"""
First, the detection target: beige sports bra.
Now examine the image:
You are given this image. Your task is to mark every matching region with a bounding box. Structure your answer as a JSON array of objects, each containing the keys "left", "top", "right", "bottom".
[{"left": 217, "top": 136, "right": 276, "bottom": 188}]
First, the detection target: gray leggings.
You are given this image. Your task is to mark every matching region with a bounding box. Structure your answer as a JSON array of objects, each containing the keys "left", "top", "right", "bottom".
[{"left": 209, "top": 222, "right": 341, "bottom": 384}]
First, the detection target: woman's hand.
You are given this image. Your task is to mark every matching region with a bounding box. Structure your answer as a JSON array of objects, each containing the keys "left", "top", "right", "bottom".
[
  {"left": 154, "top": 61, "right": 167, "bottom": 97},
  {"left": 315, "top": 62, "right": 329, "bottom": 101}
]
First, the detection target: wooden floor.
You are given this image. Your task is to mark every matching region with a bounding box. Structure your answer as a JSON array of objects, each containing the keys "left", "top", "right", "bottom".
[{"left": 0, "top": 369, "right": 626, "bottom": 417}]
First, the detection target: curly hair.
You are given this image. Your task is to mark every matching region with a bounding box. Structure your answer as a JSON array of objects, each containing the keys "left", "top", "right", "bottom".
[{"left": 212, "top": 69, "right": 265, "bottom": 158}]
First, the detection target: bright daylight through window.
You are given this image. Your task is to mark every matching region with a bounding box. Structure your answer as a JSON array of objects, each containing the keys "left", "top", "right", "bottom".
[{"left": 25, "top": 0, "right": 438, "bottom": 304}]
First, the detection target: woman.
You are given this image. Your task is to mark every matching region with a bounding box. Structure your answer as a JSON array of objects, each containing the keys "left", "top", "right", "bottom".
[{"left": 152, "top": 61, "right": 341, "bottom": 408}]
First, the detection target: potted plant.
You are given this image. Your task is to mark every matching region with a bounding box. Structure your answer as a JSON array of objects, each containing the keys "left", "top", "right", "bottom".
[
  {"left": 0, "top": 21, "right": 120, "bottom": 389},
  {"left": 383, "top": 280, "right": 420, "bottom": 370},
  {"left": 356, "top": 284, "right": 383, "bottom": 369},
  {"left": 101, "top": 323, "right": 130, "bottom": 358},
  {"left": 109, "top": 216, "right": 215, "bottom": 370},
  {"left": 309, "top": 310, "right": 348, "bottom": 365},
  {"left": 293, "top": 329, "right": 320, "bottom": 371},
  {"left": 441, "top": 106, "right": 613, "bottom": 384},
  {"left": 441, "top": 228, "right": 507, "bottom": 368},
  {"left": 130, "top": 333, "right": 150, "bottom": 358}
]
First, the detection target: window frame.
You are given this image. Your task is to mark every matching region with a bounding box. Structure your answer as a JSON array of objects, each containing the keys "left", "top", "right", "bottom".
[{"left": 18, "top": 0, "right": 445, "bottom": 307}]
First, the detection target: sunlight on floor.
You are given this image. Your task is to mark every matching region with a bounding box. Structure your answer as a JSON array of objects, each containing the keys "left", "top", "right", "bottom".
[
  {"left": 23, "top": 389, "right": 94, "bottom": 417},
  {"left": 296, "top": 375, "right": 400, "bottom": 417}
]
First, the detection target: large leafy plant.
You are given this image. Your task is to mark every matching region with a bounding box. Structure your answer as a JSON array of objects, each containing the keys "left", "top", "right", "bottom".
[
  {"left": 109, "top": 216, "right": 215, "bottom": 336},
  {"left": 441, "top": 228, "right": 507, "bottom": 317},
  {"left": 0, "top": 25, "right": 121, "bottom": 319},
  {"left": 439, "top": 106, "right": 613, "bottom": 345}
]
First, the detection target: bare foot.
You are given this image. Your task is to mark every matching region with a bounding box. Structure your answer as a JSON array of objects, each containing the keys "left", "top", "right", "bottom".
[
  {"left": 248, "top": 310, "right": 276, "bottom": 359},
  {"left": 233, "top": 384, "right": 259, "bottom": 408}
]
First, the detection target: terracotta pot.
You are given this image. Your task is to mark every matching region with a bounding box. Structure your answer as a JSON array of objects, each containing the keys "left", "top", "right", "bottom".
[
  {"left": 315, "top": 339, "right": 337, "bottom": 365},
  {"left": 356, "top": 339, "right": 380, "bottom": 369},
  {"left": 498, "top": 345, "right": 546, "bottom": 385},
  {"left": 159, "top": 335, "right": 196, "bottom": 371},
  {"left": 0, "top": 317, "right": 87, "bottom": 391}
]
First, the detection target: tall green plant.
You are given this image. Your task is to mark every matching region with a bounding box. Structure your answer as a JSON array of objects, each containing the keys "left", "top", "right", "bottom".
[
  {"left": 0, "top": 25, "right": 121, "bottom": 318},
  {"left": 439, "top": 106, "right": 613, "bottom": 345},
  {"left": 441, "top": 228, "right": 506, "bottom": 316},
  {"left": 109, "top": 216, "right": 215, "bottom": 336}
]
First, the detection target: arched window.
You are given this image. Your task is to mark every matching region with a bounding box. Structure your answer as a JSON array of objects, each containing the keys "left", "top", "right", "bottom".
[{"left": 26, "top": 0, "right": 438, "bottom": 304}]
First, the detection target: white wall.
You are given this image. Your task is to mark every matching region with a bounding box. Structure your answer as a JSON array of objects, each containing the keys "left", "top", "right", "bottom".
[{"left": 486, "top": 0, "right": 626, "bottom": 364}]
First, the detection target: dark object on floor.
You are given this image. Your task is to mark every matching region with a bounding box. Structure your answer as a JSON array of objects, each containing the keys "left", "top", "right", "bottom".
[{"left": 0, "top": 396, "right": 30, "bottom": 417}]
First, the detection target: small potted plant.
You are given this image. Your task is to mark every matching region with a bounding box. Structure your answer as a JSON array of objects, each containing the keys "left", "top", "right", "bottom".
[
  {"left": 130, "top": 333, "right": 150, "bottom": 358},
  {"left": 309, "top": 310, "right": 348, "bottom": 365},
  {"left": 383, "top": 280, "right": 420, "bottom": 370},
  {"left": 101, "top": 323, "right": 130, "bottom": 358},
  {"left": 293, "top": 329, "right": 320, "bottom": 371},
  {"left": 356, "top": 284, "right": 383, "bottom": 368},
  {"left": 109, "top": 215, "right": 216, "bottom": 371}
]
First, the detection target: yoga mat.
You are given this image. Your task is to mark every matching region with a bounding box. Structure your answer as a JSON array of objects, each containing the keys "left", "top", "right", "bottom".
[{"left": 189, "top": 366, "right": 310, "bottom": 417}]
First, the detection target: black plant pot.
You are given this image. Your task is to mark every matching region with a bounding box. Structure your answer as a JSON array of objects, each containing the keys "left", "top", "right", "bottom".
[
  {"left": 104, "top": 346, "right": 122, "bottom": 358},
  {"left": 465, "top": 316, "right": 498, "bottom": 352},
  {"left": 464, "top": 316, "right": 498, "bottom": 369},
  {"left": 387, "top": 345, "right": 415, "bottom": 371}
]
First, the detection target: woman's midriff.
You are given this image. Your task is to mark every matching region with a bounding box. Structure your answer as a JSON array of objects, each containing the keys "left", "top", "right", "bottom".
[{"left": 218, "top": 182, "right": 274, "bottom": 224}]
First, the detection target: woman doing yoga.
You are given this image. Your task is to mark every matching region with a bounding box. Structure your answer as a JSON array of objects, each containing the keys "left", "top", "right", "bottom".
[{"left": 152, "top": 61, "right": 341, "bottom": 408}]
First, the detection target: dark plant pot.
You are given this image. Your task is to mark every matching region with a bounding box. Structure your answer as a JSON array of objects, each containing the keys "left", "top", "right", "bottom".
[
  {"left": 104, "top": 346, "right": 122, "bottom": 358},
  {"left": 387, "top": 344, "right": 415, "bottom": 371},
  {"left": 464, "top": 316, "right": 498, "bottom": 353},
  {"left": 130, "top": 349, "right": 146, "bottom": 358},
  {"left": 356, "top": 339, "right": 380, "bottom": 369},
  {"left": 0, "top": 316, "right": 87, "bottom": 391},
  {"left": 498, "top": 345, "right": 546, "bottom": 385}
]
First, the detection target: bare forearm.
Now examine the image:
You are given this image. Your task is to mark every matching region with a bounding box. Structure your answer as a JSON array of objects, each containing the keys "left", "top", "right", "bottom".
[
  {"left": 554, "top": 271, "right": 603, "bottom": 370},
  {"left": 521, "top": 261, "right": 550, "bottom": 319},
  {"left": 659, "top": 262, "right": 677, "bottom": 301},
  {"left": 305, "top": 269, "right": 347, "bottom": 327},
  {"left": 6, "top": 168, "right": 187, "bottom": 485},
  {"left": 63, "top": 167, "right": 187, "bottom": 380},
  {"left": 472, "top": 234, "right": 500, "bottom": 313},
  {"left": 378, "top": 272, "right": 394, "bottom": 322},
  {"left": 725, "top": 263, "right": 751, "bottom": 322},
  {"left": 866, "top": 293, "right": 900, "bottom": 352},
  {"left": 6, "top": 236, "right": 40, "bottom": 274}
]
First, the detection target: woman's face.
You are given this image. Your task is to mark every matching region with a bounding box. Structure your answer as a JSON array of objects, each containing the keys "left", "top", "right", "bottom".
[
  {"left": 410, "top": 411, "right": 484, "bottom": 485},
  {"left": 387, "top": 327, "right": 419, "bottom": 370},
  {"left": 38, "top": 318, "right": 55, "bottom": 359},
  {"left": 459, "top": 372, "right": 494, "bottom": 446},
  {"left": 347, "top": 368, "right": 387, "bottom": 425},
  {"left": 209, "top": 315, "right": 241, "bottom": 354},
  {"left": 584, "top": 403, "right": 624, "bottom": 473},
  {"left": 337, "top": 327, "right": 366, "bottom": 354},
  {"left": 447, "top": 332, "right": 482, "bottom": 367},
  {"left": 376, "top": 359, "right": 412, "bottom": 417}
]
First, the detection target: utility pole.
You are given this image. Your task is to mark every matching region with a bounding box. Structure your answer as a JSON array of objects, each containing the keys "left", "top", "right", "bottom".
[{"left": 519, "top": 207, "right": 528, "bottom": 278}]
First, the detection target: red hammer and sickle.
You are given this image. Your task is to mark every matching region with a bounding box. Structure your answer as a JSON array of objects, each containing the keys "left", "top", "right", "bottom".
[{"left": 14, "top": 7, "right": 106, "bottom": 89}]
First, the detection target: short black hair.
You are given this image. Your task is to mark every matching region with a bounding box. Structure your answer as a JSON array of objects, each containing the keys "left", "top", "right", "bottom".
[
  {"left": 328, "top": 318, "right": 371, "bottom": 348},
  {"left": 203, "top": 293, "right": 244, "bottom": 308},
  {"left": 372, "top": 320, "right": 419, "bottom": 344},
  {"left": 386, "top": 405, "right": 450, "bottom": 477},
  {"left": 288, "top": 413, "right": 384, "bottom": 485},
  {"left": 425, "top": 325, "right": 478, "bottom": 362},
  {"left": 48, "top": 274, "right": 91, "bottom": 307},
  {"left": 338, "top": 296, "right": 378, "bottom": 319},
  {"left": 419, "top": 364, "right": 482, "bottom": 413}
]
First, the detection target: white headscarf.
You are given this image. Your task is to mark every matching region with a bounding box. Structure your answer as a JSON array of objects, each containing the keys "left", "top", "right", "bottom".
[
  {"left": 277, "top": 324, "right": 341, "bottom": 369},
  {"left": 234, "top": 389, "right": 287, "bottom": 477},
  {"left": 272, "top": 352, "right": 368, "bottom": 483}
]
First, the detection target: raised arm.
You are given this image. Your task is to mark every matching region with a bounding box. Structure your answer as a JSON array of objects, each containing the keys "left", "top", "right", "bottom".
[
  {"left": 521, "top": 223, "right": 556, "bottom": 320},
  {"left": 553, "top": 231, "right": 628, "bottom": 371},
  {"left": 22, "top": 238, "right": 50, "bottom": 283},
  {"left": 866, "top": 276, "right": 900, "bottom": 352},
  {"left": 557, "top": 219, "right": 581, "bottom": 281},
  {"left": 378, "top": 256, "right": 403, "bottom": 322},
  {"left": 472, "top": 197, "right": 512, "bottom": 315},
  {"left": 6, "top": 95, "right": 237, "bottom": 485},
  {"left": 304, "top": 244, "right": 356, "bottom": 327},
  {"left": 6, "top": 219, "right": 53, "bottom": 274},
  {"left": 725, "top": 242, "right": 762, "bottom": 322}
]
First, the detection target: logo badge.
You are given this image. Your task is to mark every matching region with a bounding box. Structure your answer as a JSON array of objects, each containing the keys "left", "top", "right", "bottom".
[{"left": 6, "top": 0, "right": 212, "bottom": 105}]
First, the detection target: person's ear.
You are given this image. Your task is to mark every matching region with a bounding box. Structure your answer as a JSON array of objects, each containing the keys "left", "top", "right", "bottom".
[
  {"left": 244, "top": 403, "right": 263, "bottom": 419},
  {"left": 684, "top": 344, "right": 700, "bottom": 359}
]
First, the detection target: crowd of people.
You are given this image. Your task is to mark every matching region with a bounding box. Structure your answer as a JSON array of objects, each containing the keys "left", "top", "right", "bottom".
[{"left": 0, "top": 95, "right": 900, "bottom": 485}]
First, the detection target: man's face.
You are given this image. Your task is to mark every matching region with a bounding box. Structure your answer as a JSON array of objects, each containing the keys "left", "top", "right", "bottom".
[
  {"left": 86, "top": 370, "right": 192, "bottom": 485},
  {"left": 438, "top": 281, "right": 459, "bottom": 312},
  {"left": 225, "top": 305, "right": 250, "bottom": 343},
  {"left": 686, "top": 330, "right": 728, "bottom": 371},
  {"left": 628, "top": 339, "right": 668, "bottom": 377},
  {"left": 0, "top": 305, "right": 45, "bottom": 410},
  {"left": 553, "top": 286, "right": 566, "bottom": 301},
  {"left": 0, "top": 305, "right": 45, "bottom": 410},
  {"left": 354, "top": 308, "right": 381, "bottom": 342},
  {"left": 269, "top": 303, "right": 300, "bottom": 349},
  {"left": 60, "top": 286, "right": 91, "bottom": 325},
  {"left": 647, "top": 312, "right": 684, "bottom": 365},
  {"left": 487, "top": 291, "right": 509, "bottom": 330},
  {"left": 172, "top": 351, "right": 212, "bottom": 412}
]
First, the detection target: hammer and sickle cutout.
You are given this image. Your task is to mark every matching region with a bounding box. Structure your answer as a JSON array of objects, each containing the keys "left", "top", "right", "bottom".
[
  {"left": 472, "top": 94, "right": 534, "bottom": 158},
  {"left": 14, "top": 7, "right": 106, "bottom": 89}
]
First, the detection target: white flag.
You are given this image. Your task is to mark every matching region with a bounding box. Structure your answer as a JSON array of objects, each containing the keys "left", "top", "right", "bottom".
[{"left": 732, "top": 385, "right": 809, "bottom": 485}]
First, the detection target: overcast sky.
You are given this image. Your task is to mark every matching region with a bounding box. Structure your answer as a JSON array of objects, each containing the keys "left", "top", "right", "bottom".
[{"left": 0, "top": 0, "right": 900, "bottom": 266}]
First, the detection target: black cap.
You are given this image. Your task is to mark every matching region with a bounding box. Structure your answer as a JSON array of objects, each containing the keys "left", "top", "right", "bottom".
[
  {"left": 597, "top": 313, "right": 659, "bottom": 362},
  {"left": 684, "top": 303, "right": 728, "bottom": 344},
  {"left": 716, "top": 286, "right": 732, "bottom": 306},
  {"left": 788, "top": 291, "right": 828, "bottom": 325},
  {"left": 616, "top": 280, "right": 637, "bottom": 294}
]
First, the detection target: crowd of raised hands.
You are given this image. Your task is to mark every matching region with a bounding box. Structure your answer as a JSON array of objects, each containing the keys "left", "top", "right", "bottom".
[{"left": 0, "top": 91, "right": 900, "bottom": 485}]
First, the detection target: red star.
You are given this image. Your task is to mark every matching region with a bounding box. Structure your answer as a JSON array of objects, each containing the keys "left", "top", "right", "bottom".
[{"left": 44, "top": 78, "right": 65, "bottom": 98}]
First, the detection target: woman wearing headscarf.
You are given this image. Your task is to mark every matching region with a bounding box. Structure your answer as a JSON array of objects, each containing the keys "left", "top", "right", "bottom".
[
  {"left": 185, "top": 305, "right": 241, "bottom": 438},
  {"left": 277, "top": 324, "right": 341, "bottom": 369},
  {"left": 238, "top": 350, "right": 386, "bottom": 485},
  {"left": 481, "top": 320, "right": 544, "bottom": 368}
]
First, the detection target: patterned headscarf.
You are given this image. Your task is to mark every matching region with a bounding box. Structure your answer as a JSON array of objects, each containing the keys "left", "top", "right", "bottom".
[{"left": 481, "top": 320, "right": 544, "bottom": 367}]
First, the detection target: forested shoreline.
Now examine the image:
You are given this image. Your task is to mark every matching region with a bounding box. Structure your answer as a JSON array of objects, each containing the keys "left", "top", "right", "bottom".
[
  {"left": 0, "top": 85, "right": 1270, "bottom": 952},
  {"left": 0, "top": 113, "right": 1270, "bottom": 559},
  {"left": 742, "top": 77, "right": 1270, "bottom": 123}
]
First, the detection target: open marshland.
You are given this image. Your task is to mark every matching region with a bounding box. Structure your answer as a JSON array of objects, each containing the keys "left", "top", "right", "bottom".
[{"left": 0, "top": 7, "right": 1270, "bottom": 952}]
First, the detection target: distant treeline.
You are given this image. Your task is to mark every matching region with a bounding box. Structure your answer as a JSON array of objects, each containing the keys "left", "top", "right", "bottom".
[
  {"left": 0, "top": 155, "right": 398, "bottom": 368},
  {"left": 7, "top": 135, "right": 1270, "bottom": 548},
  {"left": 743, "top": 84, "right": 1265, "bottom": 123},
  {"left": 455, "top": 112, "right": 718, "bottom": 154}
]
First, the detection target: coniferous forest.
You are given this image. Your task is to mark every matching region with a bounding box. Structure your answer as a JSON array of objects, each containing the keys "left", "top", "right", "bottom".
"""
◆ Task details ◆
List every line of the data above that contains the word "raised", matching uppercase and lowercase exactly.

◆ Full output ◆
First, the detection target: raised arm.
First, the detection target: crowd of raised hands.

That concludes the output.